* Work to do:
Pull out each line of the entries below that includes the word "distant", and list those lines.

-------- Data extract --------

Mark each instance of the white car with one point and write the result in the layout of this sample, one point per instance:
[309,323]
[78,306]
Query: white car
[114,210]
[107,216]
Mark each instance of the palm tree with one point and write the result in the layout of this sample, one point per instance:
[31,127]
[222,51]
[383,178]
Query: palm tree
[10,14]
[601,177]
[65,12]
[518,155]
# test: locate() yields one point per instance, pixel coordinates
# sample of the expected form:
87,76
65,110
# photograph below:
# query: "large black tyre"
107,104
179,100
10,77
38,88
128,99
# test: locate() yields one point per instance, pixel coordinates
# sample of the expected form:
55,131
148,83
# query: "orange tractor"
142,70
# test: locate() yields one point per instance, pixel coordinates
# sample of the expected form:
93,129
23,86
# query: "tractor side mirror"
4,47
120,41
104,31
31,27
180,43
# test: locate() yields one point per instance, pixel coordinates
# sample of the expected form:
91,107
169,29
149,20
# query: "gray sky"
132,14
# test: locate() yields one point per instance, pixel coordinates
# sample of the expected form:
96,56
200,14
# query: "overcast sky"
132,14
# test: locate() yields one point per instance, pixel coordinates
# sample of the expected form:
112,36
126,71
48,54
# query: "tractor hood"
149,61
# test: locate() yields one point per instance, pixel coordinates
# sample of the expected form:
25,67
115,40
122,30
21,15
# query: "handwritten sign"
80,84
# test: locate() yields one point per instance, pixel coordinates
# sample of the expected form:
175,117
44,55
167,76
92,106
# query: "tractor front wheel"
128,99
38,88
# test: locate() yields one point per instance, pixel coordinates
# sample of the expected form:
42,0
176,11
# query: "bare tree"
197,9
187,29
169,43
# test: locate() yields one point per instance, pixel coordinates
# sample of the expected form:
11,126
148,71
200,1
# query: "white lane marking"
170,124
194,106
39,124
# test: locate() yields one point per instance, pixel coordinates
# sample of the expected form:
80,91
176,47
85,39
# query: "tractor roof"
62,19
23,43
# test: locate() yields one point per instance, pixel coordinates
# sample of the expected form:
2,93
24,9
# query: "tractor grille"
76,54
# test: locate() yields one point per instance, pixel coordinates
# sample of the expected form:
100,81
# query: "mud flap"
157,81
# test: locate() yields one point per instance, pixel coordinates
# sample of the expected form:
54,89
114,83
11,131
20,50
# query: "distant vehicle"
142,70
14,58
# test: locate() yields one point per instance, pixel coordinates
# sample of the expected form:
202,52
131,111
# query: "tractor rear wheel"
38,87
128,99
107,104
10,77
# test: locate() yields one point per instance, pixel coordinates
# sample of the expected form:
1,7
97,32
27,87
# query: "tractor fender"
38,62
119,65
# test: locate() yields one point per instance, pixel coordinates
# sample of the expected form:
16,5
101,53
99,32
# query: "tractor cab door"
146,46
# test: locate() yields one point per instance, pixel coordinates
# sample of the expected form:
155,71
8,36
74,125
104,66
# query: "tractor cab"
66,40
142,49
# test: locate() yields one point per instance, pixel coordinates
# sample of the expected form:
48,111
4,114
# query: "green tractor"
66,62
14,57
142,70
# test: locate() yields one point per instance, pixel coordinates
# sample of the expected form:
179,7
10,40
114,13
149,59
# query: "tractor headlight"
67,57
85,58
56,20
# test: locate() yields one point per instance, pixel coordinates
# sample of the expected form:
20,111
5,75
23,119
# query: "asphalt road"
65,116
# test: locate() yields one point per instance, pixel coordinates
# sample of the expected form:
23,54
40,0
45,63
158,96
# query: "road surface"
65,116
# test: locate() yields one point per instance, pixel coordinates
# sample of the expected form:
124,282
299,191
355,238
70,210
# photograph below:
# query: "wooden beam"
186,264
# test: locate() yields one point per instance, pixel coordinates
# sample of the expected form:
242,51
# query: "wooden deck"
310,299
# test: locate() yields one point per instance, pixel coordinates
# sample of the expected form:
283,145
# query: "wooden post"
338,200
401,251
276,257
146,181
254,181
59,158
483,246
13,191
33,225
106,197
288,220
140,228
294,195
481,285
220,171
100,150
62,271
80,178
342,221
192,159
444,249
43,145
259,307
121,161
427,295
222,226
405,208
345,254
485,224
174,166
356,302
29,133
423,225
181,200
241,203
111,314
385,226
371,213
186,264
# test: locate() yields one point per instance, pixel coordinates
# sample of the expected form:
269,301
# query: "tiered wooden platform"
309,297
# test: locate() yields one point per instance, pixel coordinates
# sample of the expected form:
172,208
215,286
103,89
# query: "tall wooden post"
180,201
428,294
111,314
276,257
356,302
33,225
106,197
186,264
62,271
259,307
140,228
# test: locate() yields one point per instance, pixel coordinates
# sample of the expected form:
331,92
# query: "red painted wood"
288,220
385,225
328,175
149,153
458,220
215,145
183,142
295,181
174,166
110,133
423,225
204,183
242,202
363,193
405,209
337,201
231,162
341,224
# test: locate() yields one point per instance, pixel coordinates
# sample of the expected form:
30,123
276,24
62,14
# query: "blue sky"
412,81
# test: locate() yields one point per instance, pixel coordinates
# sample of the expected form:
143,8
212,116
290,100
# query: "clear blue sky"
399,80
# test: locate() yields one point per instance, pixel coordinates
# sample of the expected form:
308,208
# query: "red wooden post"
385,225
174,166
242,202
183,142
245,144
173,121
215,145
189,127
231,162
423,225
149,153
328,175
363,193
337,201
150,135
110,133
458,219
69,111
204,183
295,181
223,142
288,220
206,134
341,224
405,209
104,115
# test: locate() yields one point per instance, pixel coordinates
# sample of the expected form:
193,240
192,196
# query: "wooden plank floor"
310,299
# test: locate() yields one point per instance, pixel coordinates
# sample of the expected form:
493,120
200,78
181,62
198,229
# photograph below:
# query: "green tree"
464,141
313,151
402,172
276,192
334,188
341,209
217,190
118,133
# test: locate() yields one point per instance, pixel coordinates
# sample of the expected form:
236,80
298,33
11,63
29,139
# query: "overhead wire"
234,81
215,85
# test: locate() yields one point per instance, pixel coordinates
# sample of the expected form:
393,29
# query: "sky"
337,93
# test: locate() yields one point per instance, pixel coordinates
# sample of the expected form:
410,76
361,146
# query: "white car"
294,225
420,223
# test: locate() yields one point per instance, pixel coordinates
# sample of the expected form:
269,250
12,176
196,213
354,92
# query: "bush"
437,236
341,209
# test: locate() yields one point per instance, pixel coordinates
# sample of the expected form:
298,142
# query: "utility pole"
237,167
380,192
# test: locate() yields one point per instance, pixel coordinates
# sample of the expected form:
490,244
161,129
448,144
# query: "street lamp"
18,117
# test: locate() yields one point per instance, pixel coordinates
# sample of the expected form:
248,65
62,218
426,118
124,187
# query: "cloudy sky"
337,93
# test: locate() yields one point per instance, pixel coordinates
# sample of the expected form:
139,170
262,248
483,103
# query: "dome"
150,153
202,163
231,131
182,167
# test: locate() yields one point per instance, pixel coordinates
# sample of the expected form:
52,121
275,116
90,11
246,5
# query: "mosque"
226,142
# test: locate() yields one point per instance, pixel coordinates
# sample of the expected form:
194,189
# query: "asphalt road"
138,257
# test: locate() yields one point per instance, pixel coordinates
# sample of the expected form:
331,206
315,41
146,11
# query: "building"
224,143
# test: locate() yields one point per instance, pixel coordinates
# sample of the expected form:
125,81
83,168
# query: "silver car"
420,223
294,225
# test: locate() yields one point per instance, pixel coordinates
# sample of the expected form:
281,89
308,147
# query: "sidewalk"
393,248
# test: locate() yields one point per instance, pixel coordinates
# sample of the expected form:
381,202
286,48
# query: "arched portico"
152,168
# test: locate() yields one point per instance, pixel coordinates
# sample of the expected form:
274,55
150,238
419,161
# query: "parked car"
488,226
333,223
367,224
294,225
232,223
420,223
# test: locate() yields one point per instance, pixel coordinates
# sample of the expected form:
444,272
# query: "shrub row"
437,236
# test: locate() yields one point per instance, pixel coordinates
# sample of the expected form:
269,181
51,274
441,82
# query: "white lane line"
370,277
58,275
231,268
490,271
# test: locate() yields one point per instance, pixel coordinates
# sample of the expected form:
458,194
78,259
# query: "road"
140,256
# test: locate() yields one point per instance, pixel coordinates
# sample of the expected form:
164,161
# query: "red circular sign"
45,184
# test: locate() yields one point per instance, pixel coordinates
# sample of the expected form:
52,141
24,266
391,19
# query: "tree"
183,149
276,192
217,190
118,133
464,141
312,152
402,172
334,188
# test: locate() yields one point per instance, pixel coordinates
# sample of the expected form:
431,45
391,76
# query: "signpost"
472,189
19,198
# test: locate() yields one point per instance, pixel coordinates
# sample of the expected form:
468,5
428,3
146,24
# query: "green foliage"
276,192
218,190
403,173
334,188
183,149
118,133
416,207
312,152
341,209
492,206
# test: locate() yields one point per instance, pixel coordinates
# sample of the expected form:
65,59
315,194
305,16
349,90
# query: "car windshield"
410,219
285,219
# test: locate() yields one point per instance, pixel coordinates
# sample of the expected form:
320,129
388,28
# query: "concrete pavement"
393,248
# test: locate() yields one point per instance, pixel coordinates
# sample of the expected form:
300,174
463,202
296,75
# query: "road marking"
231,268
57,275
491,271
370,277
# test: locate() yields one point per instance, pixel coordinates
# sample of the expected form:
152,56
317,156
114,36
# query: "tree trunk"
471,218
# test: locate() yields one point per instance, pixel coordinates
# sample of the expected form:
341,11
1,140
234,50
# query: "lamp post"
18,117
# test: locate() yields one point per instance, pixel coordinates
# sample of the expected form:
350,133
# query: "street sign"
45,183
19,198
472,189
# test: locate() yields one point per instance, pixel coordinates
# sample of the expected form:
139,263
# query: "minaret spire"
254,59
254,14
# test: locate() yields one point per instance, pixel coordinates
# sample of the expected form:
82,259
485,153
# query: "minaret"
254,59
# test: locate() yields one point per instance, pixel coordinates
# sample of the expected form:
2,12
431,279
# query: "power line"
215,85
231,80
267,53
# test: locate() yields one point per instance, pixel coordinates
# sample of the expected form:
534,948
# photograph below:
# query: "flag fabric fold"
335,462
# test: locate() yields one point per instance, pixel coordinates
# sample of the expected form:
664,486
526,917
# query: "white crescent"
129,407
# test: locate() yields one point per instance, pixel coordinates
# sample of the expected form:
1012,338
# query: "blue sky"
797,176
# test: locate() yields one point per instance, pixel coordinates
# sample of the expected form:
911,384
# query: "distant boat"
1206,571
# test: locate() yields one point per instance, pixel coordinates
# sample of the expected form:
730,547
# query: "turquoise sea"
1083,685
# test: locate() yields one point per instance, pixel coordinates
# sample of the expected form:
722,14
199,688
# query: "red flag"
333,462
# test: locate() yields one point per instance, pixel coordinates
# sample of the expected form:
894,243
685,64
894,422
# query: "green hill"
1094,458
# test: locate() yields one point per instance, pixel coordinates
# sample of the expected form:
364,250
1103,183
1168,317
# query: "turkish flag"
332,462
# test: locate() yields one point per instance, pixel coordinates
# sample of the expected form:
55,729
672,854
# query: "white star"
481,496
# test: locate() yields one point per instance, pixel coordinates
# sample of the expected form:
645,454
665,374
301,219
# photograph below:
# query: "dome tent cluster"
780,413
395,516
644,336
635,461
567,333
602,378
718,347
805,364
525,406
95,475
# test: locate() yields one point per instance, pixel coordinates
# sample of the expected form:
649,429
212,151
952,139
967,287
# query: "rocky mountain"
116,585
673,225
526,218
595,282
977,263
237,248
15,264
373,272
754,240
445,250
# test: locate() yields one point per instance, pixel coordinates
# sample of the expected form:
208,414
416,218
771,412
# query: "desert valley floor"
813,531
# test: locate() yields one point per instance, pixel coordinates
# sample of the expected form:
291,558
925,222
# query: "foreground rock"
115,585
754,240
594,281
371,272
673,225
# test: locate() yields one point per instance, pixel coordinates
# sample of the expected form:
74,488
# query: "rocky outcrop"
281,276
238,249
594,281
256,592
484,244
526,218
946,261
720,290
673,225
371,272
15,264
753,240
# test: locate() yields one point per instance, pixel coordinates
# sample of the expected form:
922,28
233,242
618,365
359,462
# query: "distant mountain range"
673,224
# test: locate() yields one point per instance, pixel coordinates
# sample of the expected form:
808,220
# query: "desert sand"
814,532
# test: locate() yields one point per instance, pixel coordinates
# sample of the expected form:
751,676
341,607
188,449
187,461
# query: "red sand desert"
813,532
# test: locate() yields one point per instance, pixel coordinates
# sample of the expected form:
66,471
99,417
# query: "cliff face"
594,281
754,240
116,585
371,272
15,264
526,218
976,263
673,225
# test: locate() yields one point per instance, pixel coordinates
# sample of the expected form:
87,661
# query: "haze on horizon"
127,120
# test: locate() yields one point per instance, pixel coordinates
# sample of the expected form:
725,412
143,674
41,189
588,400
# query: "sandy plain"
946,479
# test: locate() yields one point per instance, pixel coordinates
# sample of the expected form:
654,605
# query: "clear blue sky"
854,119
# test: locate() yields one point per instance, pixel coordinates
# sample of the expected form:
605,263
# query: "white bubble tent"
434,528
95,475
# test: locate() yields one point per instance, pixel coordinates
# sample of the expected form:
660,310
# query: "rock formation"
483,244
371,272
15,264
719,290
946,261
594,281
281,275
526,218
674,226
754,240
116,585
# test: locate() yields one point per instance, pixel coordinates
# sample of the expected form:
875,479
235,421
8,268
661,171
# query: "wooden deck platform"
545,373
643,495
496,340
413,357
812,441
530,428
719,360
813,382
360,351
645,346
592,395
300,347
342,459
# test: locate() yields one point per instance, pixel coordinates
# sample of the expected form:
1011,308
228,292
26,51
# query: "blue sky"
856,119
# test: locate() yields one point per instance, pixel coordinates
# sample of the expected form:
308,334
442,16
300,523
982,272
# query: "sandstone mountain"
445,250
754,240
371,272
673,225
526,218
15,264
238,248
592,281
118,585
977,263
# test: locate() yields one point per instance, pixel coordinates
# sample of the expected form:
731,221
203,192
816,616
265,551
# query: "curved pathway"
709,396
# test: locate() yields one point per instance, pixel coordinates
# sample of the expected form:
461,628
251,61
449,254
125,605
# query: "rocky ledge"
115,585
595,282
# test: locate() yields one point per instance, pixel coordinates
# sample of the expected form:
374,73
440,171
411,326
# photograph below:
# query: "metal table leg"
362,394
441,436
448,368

--------

* Solution:
# query: "distant vehicle"
# query: "distant boat"
# query: "distant mountain range"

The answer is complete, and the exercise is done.